• [Data for the task]:
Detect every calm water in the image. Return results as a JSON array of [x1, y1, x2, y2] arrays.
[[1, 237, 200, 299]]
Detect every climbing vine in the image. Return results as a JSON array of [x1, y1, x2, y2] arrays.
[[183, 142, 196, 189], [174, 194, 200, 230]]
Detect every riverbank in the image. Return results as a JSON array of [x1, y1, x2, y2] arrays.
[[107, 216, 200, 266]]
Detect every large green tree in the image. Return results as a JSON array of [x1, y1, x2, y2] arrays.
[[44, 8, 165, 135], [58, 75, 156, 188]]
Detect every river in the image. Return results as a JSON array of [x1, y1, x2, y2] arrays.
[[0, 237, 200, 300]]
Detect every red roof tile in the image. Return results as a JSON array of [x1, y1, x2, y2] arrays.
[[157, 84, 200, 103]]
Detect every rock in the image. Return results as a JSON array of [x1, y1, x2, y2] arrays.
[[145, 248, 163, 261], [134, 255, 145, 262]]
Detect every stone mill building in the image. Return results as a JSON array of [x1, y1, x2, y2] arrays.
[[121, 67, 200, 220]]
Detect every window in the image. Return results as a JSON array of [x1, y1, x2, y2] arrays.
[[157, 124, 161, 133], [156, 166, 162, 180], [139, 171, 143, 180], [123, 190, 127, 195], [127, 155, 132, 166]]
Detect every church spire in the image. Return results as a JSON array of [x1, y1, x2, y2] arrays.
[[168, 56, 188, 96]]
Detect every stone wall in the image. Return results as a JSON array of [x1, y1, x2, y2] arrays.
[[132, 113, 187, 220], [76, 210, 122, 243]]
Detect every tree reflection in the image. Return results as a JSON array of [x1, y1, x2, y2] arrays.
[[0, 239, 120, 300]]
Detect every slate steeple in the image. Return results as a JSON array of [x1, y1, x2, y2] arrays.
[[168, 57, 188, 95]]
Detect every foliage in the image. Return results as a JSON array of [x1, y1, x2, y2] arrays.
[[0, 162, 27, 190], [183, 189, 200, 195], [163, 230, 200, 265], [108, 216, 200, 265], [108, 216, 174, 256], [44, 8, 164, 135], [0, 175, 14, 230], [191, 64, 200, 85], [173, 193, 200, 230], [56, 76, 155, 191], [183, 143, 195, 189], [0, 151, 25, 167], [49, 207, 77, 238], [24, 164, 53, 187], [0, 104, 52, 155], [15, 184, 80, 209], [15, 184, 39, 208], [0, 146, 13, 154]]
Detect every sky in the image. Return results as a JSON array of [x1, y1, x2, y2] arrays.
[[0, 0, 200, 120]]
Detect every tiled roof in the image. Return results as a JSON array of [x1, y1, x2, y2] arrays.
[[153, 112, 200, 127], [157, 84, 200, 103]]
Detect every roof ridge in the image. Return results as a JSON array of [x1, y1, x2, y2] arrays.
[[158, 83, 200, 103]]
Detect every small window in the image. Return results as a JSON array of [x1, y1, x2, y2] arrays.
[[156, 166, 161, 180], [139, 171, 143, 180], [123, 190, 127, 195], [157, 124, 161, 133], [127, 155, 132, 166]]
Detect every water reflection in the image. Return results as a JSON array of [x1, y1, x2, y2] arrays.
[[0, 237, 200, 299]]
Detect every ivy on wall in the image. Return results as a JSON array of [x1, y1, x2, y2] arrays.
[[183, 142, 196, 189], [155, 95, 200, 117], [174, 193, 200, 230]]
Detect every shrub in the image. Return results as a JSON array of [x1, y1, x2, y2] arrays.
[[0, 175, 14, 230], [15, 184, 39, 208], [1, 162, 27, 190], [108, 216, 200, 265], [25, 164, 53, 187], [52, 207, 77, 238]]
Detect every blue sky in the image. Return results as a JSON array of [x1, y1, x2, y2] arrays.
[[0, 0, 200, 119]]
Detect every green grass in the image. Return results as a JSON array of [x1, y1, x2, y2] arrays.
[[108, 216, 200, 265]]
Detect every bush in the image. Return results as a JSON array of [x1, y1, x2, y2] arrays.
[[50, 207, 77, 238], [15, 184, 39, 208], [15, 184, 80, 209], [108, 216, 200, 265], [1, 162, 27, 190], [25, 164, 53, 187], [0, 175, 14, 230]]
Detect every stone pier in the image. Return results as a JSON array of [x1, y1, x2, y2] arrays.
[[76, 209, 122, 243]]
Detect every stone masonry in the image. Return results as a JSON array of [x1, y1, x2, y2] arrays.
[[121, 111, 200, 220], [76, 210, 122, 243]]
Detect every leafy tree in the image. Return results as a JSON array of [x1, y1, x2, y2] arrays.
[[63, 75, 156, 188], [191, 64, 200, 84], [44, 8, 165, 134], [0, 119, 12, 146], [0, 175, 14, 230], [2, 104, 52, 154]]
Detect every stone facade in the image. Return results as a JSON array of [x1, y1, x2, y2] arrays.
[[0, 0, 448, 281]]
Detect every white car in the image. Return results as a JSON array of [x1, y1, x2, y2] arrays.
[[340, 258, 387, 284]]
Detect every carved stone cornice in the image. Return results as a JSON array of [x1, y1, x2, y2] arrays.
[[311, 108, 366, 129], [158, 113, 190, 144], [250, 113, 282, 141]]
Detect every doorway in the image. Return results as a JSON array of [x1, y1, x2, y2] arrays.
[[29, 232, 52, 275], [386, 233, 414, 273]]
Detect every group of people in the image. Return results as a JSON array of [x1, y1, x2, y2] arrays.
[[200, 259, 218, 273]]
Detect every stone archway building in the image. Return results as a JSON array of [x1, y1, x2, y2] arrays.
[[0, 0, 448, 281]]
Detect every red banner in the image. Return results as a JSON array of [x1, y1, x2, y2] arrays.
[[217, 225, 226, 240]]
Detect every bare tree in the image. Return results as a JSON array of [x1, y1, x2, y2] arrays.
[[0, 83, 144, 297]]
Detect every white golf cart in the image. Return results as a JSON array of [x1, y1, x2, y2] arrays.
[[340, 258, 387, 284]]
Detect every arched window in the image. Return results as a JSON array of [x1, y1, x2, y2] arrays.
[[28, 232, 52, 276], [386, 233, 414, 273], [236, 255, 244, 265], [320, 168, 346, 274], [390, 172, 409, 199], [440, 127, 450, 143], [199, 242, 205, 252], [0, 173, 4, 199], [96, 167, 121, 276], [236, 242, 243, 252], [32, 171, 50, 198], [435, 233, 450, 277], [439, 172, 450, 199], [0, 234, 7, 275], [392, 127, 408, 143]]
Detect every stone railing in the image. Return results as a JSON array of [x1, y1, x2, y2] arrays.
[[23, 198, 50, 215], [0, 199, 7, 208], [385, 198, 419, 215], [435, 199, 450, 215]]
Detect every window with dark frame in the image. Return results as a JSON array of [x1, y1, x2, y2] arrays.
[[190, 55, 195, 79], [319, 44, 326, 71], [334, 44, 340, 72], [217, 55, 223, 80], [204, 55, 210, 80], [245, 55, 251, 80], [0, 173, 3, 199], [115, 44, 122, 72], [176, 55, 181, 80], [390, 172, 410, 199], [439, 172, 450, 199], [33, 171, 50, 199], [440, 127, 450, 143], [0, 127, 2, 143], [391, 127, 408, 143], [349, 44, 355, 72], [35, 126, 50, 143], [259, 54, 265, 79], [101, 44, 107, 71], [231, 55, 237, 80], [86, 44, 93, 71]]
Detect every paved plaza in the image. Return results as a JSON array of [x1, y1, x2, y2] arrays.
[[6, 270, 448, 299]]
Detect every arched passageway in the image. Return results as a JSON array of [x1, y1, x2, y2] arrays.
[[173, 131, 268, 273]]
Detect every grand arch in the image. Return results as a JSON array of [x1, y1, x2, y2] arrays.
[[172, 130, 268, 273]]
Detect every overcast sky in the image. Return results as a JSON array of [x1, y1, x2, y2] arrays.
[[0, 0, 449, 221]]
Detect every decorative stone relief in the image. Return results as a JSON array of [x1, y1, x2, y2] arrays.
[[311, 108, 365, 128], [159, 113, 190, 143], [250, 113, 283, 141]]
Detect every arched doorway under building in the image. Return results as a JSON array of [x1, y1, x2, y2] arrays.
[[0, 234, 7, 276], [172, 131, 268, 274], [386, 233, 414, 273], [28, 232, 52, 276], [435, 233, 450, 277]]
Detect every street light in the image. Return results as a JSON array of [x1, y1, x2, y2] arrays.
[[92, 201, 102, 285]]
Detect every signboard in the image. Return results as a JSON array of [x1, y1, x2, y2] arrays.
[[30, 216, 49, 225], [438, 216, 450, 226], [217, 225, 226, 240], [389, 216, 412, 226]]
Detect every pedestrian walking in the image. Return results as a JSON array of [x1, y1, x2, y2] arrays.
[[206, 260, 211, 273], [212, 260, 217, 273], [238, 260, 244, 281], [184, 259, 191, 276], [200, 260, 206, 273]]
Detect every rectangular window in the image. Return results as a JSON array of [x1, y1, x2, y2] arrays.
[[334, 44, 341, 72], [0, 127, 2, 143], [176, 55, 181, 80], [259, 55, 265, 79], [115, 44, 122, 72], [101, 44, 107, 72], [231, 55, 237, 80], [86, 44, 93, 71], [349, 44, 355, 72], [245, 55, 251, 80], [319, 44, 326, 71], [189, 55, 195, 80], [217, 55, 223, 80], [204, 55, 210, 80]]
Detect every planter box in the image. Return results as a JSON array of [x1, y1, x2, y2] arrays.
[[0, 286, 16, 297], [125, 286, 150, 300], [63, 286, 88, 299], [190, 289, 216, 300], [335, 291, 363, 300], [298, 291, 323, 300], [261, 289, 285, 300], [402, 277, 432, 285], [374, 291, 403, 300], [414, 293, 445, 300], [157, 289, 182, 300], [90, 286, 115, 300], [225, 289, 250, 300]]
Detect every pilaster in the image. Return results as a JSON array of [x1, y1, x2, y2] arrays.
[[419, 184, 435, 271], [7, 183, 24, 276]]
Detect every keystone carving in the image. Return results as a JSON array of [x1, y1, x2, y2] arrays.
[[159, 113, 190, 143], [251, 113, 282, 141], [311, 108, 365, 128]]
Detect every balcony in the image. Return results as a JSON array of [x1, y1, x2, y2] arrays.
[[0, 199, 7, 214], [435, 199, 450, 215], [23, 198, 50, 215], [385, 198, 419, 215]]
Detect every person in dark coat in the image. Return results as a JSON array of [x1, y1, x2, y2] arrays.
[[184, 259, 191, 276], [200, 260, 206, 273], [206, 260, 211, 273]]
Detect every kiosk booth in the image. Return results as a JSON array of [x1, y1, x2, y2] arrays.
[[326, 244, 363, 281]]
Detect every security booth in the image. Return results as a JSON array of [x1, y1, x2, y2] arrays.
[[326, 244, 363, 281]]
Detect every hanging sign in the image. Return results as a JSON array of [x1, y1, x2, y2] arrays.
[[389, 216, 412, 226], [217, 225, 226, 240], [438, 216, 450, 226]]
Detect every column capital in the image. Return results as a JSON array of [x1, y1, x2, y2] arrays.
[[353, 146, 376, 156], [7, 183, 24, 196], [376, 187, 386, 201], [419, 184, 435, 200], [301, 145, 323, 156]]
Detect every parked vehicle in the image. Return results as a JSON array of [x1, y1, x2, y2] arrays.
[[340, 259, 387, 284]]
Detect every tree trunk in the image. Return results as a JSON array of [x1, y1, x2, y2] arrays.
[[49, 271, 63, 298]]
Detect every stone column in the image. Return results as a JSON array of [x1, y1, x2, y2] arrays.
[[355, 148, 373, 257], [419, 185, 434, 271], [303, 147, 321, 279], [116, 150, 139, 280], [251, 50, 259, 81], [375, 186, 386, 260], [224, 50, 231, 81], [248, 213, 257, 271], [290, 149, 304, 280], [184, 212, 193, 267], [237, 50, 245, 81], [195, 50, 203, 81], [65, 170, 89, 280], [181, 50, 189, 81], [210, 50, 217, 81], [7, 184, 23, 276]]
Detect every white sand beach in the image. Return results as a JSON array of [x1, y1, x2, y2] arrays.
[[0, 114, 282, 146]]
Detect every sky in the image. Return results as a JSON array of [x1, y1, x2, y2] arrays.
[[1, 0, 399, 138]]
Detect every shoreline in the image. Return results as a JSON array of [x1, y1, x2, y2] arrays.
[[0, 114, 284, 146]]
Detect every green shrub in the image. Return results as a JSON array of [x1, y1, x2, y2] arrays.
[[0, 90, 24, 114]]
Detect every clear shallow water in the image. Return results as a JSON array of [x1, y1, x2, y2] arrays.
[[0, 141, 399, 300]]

• [To do]: Copying should begin at the line containing "Detect every tree trunk" and end at the last line of the material, with every line in between reproduced exactly.

• [Your response]:
Detect every tree trunk in the image. Return results as a JSON array of [x1, y1, x2, y2] arrays.
[[49, 271, 63, 298]]
Detect every stone column in the image. Return results as a JSON array of [x1, y1, x2, y2] arrays.
[[355, 148, 373, 257], [419, 185, 434, 271], [303, 147, 321, 279], [116, 150, 139, 280], [251, 50, 259, 81], [375, 186, 386, 260], [224, 50, 231, 81], [248, 213, 257, 271], [290, 149, 304, 280], [184, 212, 193, 267], [237, 50, 245, 81], [195, 50, 203, 81], [65, 170, 89, 280], [181, 50, 189, 81], [210, 50, 217, 81], [7, 184, 23, 276]]
Detect every white sand beach in the image. Return results as a JSON array of [x1, y1, x2, y2] arrays.
[[0, 114, 282, 146]]
Detect every sky in the image. Return results as a JSON array of [x1, y1, x2, y2] arrays.
[[1, 0, 399, 138]]
Detect every shoreline in the image. Return results as a JSON array of [x1, y1, x2, y2] arrays.
[[0, 114, 284, 146]]
Detect every green shrub in the image. Return results as a JSON array of [x1, y1, x2, y2] arrays.
[[0, 90, 24, 114]]
Detect every clear shallow water in the image. Return results as a JSON array of [x1, y1, x2, y2] arrays.
[[0, 141, 399, 300]]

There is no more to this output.